WHAT IS BEING ASKED
Copy each of the following rows verbatim, preserving every character and line break.

BEGIN LISTING

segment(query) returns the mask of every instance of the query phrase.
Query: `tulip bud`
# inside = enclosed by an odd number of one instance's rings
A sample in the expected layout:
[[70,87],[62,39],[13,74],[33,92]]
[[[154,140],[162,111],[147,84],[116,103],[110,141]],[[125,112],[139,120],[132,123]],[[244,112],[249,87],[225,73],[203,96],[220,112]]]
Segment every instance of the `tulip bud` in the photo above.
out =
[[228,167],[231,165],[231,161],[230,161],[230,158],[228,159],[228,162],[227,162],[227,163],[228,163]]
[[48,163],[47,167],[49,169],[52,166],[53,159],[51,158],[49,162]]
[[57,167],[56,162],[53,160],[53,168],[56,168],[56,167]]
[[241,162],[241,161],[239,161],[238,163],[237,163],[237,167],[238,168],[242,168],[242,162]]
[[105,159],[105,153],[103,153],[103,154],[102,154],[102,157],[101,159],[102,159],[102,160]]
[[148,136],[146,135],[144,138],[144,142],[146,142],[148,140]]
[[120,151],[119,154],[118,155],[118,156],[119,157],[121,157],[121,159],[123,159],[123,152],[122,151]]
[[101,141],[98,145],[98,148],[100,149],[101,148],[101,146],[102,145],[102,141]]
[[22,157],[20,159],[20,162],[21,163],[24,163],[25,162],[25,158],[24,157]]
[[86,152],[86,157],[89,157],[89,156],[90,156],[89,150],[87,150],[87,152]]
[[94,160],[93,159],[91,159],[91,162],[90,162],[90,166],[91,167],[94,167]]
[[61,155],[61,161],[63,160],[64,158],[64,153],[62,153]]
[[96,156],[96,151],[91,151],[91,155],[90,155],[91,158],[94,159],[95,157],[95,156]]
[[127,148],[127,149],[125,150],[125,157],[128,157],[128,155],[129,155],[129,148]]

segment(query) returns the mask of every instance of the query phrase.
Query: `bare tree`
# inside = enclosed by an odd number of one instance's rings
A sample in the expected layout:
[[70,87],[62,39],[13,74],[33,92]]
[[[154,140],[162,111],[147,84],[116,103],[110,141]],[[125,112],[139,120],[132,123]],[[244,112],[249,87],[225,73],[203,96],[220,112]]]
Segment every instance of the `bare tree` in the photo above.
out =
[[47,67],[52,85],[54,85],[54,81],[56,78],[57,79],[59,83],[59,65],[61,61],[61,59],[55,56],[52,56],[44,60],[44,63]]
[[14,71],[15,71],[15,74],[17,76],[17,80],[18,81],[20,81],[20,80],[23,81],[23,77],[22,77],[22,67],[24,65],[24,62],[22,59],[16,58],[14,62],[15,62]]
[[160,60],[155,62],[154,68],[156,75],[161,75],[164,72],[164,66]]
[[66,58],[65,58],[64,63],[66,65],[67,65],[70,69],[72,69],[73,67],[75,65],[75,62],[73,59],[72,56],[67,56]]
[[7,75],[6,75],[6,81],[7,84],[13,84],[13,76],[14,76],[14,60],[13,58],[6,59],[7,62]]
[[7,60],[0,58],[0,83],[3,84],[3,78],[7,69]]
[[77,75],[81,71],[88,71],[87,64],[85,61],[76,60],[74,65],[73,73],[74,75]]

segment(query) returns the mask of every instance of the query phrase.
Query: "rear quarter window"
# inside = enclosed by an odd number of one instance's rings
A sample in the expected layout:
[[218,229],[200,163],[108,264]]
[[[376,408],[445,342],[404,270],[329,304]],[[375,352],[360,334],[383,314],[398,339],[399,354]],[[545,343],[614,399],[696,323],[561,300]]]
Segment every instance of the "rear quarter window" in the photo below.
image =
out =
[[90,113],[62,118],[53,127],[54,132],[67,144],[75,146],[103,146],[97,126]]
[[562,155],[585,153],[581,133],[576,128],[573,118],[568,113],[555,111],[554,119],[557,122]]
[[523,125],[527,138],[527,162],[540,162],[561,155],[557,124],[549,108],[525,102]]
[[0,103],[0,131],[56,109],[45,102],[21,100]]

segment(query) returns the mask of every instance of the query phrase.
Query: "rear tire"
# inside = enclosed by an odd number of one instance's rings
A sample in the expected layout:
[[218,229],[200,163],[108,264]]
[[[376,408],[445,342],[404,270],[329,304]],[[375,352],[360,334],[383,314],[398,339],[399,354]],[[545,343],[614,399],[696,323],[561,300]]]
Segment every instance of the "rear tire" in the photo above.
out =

END LISTING

REPLY
segment(query) returns the mask of every instance of the query phrase.
Query: `tulip bud`
# inside = enclosed by an odd number of one instance's rings
A sample in the expected layout:
[[70,87],[62,39],[13,74],[33,92]]
[[[154,140],[162,111],[147,84],[116,103],[110,141]],[[125,112],[139,120],[132,123]],[[244,112],[249,87],[225,73],[203,96],[220,112]]]
Segment every instance of the `tulip bud` in the photo above.
out =
[[228,167],[231,165],[231,161],[230,161],[230,158],[228,159],[228,162],[227,162],[227,163],[228,163]]
[[48,163],[47,167],[49,169],[52,166],[53,159],[51,158],[49,162]]
[[57,167],[56,162],[53,160],[53,168],[56,168],[56,167]]
[[241,162],[241,161],[239,161],[238,163],[237,163],[237,167],[238,168],[242,168],[242,162]]
[[105,159],[105,153],[103,153],[103,154],[102,154],[102,157],[101,159],[102,159],[102,160]]
[[148,136],[146,135],[144,138],[144,142],[146,142],[148,140]]
[[120,151],[119,154],[118,155],[118,156],[119,157],[121,157],[121,159],[123,159],[123,152],[122,151]]
[[101,141],[98,145],[98,148],[100,149],[101,148],[101,146],[102,145],[102,141]]
[[22,157],[20,159],[20,162],[21,163],[24,163],[25,162],[25,158],[24,157]]
[[86,152],[86,157],[89,157],[89,156],[90,156],[89,150],[87,150],[87,152]]
[[94,160],[93,159],[91,159],[91,162],[90,162],[90,166],[91,167],[94,167]]
[[61,155],[61,161],[63,160],[64,158],[64,153],[62,153]]
[[96,156],[96,151],[91,151],[91,155],[90,155],[91,158],[94,159],[95,157],[95,156]]
[[127,148],[127,149],[125,150],[125,157],[128,157],[128,155],[129,155],[129,148]]

segment(query) returns the mask of every instance of the query phrase.
Query: `bare tree`
# inside = enclosed by an odd number of one instance's rings
A sample in the expected layout:
[[70,87],[62,39],[13,74],[33,92]]
[[[154,140],[162,111],[147,84],[116,103],[110,141]],[[125,112],[139,120],[132,123]],[[244,112],[249,87],[225,73],[203,96],[220,112]]]
Segment every instance of the `bare tree` in the photo above.
out =
[[47,67],[52,85],[54,85],[54,81],[56,78],[57,79],[59,83],[59,65],[61,61],[61,59],[55,56],[52,56],[44,60],[44,63]]
[[14,71],[15,71],[15,74],[17,76],[17,80],[18,81],[20,81],[20,80],[23,81],[23,77],[22,77],[22,67],[24,65],[24,62],[22,59],[16,58],[14,62],[15,62]]
[[160,60],[155,62],[154,68],[156,75],[161,75],[164,72],[164,66]]
[[66,58],[65,58],[64,63],[66,65],[67,65],[70,69],[72,69],[73,67],[75,65],[75,62],[73,59],[72,56],[67,56]]
[[7,75],[6,75],[6,81],[7,84],[13,84],[13,76],[14,76],[14,60],[13,58],[6,59],[7,62]]
[[7,60],[0,58],[0,83],[3,84],[3,78],[7,69]]
[[77,75],[81,71],[88,71],[87,64],[85,61],[76,60],[74,65],[73,73],[74,75]]

segment(query) returns the mask of every instance of the query phrase.
Query: "rear quarter window"
# inside = enclosed by an odd number of one instance's rings
A sample in the expected layout:
[[218,229],[200,163],[108,264]]
[[[376,408],[445,342],[404,270],[329,304]],[[375,352],[360,334],[383,314],[398,339],[399,354]],[[545,343],[614,399],[696,323],[561,300]]]
Segment every instance of the "rear quarter window" in the photo below.
image =
out =
[[90,113],[62,118],[53,127],[54,132],[67,144],[75,146],[103,146],[97,126]]
[[562,155],[585,153],[581,133],[576,128],[573,118],[568,113],[555,111],[554,119],[557,122]]
[[523,125],[527,138],[527,162],[540,162],[561,155],[557,124],[549,108],[525,102]]
[[0,103],[0,131],[56,109],[45,102],[21,100]]

segment(query) returns the mask of every instance of the query phrase.
Query: "rear tire"
# inside = enclosed by an odd number of one instance's rings
A sample in the expected layout:
[[218,229],[200,163],[108,264]]
[[[376,408],[445,342],[404,270],[329,304]],[[375,352],[360,334],[383,314],[398,339],[399,354]],[[545,343],[614,399],[696,323],[561,300]]]
Segment every instance of the "rear tire" in the photo above.
out =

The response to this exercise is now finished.